## WORK TO DO
Change "goalkeeper" to "keeper" in the lines running from the line with "Provide the mask of every instance of the orange" through the end of the records, and give those lines again with everything else unchanged.

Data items
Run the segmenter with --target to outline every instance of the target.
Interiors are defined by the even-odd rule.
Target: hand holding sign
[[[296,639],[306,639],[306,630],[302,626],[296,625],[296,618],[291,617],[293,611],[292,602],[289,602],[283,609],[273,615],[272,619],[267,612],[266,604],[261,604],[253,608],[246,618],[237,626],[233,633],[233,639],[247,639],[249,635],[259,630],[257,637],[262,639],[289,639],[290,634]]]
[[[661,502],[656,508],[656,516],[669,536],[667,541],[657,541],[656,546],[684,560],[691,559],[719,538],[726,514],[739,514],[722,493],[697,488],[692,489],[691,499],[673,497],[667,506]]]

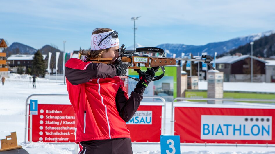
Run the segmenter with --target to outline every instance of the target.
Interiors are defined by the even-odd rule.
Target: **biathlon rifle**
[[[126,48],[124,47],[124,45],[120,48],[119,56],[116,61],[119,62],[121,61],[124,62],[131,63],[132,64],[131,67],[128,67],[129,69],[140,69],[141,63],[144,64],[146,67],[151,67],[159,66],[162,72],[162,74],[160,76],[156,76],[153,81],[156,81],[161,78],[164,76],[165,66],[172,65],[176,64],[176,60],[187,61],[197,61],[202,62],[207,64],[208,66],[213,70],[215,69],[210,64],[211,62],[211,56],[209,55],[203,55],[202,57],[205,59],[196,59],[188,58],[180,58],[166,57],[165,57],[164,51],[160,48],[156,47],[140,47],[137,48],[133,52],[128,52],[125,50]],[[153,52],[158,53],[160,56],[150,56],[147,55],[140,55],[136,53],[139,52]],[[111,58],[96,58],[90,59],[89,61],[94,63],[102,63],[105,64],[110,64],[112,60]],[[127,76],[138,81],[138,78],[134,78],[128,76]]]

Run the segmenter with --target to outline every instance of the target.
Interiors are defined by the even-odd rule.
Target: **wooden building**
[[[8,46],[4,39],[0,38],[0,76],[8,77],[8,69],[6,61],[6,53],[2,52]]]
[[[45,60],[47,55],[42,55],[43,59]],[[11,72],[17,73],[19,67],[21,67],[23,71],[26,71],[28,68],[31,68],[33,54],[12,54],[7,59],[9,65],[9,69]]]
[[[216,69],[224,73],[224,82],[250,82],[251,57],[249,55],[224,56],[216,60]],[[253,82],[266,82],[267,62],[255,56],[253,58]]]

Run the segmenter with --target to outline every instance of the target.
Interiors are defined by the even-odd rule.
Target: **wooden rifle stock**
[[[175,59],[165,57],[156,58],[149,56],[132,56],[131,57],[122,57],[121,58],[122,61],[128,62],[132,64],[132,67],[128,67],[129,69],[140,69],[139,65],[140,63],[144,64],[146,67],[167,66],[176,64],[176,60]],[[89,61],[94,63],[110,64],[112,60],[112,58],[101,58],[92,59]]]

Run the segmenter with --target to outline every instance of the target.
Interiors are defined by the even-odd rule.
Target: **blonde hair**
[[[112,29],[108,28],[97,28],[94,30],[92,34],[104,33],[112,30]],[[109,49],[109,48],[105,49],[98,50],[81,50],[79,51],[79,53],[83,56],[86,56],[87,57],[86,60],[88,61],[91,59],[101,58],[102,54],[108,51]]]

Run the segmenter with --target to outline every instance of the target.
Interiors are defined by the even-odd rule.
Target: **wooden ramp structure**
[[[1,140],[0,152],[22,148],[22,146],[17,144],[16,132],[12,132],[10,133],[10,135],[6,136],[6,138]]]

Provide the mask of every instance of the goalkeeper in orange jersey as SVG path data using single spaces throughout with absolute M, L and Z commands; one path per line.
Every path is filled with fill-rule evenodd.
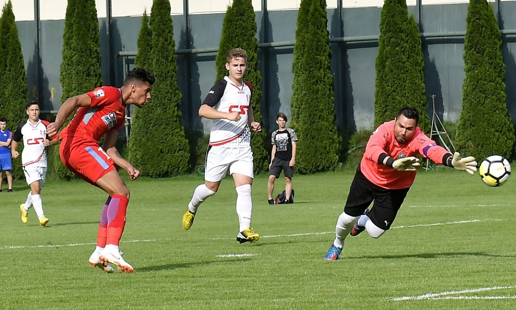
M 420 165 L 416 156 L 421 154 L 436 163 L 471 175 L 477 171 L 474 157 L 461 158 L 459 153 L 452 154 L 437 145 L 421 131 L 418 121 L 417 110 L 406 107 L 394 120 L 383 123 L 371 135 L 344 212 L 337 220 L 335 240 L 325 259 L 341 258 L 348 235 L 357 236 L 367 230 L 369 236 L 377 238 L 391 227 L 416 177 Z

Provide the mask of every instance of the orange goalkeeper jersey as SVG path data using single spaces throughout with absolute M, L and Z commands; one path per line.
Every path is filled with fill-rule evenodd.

## ANSWER IN FULL
Provide the mask of every instance of the orange keeper jersey as SVG path data using single spaces throughout with absolute M, L and Z commands; one path per line.
Every path is filled with fill-rule evenodd.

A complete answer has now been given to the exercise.